__Text under study__:
The problem of defining the structure of the β-domain in the initial NMR structures is indicated clearly in Figure 1a, in which backbone RMSD values of greater than 3Å from the mean structure can be seen for residues in the regions Asn 46-Gly 49, Arg 68-Pro 70 and Ser 81-Leu 83. Experimental 15N relaxation measurements for hen lysozyme (Buck et al. 1995) show that the main-chain amide groups of most residues in the protein undergo only small amplitude librational motions on a fast timescale with order parameters greater than 0.8 (calculated using a N-H bond length of 1.02Å; Case  has shown that with this bond length the maximum order parameter for a model peptide at very low temperature would be 0.86). Four of the residues in the three regions of greatest disorder in the NMR ensemble have slightly lower order parameters in the range 0.7 to 0.8 (Thr 47, Asp 48, Arg 68, Thr 69). However, the extent of disorder observed in the NMR structures for these regions is much larger than would be expected on the basis of their mobility within native lysozyme. Moreover, the residues Ser 81-Leu 83 are in a 310-helix in the X-ray structure of the protein but are not well defined in the initial NMR structure because of a lack of restraints (Smith et al. 1993).
There has been much interest in the use of dipolar coupling data in NMR protein structure determinations (Tjandra and Bax 1997; Clore and Gronenborn 1998; Prestegard 1998). These data establish the orientation of internuclear vectors with respect to an alignment tensor axis frame in the molecule and so complement the short-range NOE and torsion angle restraints. Significant improvements to the accuracy of NMR structures on inclusion of dipolar coupling restraints have been reported for a number of systems, including ubiquitin (Bax and Tjandra 1997), a complex of the transcription factor GATA-1 with DNA (Tjandra et al. 1997), GAIP (de Alba et al. 1999), S4Δ41 (Markus et al. 1999), and a complex of DNA with three zinc fingers (Tsui et al. 2000). In this paper we describe use of such data for hen lysozyme and show that this results in a substantially improved structure.
Results and Discussion
Experimental restraints and structure calculations
1H and 15N chemical shift assignments for native hen lysozyme have been reported previously (Redfield and Dobson 1988; Buck et al. 1995). 13C resonance assignments were made using HNCA, HNCO, HCCH-TOCSY, and (H)CCH-TOCSY spectra (Fesik et al. 1990; Kay et al. 1993; Sattler et al. 1995) recorded using a double-labeled (13C,15N) lysozyme sample (Fig. 2). These assignments have been deposited in BioMagRes Bank (BMRB accession number 4831). NOEs were identified in 15N NOESY-HMQC and 13C NOESY-HMQC spectra (Driscoll et al. 1990; Ikura et al. 1990). The lysozyme NMR structures of Smith et al. (1993) were used to solve any ambiguities in the NOE assignments resulting from chemical shift degeneracy. NOE intensities were estimated by measuring peak heights and were used to assign interproton distance ranges to the NOE restraints as described in the Materials and Methods section. The final NOE data set consists of 1632 restraints (Table 1), 1096 of these coming from the previous homonuclear NMR studies (Smith et al. 1993).

__Task item A__:
Answer these about the lysozyme NMR passage above, please:
(i) Which four residues have order parameters in the range 0.7 to 0.8?
(ii) Under what BMRB accession number were the assignments deposited?
(iii) How many restraints make up the final NOE data set, and how many of them come from the previous homonuclear NMR studies?
__Task item B__: Carry the lysozyme NMR passage forward from its final sentence.

__Record set__:
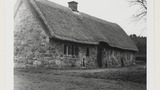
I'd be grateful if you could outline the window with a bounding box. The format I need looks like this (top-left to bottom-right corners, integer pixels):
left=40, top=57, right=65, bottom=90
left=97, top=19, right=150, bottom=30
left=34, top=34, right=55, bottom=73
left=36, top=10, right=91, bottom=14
left=64, top=44, right=79, bottom=55
left=86, top=48, right=89, bottom=56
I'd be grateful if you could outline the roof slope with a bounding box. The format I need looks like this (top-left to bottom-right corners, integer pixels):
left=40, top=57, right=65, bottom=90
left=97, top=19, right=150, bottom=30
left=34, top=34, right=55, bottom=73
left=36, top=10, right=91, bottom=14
left=30, top=0, right=138, bottom=51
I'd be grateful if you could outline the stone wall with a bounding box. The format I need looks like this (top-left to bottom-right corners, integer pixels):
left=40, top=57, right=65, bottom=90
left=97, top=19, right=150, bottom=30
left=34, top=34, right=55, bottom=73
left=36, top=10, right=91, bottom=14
left=102, top=48, right=135, bottom=67
left=14, top=3, right=96, bottom=68
left=42, top=40, right=97, bottom=68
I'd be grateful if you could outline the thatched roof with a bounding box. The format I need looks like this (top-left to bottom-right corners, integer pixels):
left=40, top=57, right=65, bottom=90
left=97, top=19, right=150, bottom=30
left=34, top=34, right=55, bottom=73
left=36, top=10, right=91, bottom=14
left=20, top=0, right=138, bottom=51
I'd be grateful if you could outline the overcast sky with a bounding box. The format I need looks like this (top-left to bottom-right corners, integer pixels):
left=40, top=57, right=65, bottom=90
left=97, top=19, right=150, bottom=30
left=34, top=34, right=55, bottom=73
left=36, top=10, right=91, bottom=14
left=13, top=0, right=147, bottom=36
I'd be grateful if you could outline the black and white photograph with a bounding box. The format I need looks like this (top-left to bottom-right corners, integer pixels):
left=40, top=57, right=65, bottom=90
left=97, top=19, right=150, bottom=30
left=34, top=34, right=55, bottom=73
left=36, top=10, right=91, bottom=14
left=5, top=0, right=151, bottom=90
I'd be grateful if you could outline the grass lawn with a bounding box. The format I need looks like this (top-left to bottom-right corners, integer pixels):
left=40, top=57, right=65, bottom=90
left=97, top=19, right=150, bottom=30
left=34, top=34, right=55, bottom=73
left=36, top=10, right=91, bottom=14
left=14, top=65, right=146, bottom=90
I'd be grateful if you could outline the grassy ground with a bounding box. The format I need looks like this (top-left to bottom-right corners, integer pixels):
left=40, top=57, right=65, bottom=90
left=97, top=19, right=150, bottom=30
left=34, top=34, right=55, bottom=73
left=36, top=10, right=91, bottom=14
left=14, top=65, right=146, bottom=90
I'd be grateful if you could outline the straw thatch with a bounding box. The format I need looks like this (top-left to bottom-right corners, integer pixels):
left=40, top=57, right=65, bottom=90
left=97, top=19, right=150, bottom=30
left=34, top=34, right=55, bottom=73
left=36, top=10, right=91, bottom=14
left=27, top=0, right=137, bottom=51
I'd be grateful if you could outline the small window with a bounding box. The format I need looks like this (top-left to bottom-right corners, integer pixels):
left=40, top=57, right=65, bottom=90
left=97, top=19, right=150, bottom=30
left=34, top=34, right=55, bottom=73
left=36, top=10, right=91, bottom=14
left=86, top=48, right=89, bottom=56
left=64, top=45, right=79, bottom=55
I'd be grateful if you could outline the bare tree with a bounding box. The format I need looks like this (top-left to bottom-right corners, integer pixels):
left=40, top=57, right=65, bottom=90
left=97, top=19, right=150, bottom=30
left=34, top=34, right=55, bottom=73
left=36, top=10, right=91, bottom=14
left=128, top=0, right=147, bottom=21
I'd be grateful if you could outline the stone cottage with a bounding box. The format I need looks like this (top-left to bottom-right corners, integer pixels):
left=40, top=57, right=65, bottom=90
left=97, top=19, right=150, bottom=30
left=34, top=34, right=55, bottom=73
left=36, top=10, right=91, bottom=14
left=14, top=0, right=138, bottom=68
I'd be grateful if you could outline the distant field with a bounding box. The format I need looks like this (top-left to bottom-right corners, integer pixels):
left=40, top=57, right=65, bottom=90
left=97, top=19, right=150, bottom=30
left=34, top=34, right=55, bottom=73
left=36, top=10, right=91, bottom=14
left=14, top=65, right=146, bottom=90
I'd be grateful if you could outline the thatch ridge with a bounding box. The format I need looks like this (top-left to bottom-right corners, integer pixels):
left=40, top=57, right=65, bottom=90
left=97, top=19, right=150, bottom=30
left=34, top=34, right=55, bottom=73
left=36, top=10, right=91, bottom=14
left=31, top=0, right=137, bottom=51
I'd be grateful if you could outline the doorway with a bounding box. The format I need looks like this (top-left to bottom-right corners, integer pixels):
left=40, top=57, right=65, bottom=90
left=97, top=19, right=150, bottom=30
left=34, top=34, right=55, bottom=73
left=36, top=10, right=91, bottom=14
left=97, top=45, right=102, bottom=68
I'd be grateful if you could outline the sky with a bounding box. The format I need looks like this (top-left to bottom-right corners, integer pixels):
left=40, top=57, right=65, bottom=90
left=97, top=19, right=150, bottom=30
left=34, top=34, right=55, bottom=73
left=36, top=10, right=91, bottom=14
left=12, top=0, right=147, bottom=36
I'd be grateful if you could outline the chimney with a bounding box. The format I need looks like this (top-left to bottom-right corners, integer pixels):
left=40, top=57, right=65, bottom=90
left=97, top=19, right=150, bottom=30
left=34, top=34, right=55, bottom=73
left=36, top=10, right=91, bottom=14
left=68, top=1, right=78, bottom=12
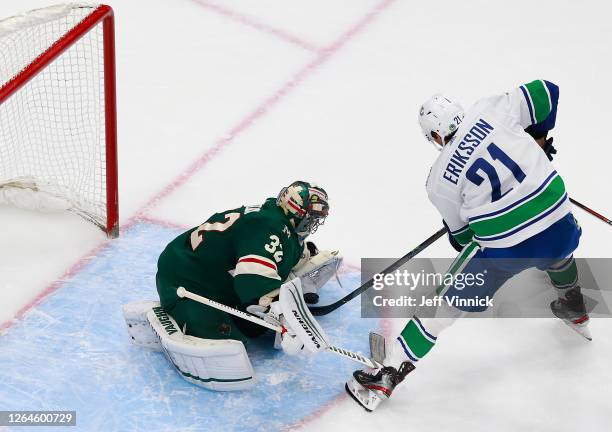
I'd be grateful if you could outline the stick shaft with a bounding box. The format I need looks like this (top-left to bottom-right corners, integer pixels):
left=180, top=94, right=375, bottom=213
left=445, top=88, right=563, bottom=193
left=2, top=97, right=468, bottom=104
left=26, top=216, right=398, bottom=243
left=176, top=287, right=283, bottom=333
left=308, top=228, right=446, bottom=316
left=176, top=287, right=380, bottom=368
left=570, top=198, right=612, bottom=225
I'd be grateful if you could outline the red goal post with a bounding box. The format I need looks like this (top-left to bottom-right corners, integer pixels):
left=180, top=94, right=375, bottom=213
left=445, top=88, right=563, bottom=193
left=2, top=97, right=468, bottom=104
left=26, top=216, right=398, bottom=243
left=0, top=4, right=119, bottom=237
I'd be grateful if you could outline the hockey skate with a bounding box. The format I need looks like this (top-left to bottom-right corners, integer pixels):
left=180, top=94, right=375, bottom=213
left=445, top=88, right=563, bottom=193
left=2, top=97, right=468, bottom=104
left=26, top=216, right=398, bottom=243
left=345, top=361, right=415, bottom=412
left=550, top=287, right=593, bottom=340
left=122, top=301, right=162, bottom=351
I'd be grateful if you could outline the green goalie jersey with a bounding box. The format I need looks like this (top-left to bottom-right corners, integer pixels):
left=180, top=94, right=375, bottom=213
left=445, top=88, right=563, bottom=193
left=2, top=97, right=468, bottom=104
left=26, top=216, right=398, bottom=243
left=157, top=198, right=304, bottom=308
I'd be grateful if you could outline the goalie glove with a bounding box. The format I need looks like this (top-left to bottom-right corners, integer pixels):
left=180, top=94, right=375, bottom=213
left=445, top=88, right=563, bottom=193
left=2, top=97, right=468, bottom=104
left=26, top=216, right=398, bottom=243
left=246, top=300, right=304, bottom=355
left=287, top=242, right=342, bottom=304
left=246, top=278, right=329, bottom=355
left=259, top=242, right=342, bottom=307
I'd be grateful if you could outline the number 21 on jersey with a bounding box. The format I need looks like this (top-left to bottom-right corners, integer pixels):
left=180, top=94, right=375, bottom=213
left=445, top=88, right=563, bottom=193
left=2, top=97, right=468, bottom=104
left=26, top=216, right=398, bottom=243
left=465, top=143, right=526, bottom=202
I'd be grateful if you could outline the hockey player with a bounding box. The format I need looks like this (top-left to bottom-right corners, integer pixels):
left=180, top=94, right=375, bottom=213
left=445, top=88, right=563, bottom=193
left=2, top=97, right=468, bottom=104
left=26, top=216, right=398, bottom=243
left=124, top=181, right=341, bottom=390
left=346, top=80, right=590, bottom=410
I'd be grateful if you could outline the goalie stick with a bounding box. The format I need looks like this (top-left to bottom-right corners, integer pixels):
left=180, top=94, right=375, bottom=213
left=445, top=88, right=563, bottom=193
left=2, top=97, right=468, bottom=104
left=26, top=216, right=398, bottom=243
left=176, top=287, right=382, bottom=369
left=309, top=228, right=446, bottom=316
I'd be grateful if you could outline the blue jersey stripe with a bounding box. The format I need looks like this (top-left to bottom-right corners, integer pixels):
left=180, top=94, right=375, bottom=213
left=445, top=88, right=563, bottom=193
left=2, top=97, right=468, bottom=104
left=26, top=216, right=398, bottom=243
left=474, top=192, right=567, bottom=241
left=469, top=171, right=557, bottom=222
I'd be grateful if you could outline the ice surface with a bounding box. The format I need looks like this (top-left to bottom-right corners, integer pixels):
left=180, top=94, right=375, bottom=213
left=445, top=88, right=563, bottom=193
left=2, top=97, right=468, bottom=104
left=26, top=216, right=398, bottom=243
left=0, top=224, right=379, bottom=431
left=0, top=0, right=612, bottom=432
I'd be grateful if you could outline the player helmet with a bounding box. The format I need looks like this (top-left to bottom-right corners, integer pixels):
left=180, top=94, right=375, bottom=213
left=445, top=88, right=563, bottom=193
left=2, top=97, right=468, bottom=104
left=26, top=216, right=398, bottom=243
left=276, top=181, right=329, bottom=238
left=419, top=94, right=465, bottom=150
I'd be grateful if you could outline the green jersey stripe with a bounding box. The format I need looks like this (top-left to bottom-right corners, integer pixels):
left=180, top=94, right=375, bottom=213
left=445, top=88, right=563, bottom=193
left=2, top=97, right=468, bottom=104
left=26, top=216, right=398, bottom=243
left=546, top=258, right=578, bottom=288
left=401, top=319, right=436, bottom=359
left=525, top=80, right=551, bottom=123
left=470, top=175, right=565, bottom=237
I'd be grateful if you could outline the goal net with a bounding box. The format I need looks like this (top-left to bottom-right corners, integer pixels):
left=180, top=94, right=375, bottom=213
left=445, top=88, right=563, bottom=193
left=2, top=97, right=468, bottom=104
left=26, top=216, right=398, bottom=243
left=0, top=4, right=118, bottom=236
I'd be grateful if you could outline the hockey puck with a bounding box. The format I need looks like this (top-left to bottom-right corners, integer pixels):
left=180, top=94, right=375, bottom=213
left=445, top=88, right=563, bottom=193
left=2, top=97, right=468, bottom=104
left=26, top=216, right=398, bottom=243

__Exercise answer A__:
(i) Thr 47, Asp 48, Arg 68 and Thr 69.
(ii) 4831.
(iii) 1632 restraints, 1096 of them from the previous homonuclear NMR studies.

__Exercise answer B__:
3J(HN,Hα) and 3J(Hα,Hβ) coupling constant data measured using homonuclear NMR methods for hen lysozyme have been reported (Smith et al. 1991; Bartik and Redfield 1993). Additional coupling constant values that could not be obtained previously because of low signal intensity or resonance overlap were determined using an HMQCJ experiment (Kay and Bax 1990) on a 15N-labeled lysozyme sample for 3J(HN,Hα) coupling constants and a soft HCCH-E.COSY experiment (Eggenberger et al. 1992) for 3J(Hα,Hβ) side-chain coupling constants. 3J(Hβ,C′) coupling constants were also measured for 45 residues in hen lysozyme using a soft HCCH-COSY experiment (Eggenberger et al. 1992). The coupling constants were converted into dihedral angle restraints as described in the Materials and Methods section, 51 ϕ and 59 κ1 torsion angle restraints being obtained.
1H-15N residual dipolar couplings were measured for lysozyme in two different bicelle solutions, one containing 5% DMPC:DHPC (2.9:1.0) and the other 7.5% DMPC: DHPC:CTAB (2.9: 1.0: 0.1). Details of sample preparation are given in the Materials and Methods section. Residual dipolar couplings were measured for 107 residues in the 5% DMPC:DHPC bicelles and for 102 residues in the 7.5% DMPC:DHPC:CTAB bicelles. Measurements were not possible for 19 and 24 residues in the 5% and 7.5% bicelle solutions, respectively, either as a result of peak overlap or the absence of peaks at pH 6.5 resulting from exchange with the solvent.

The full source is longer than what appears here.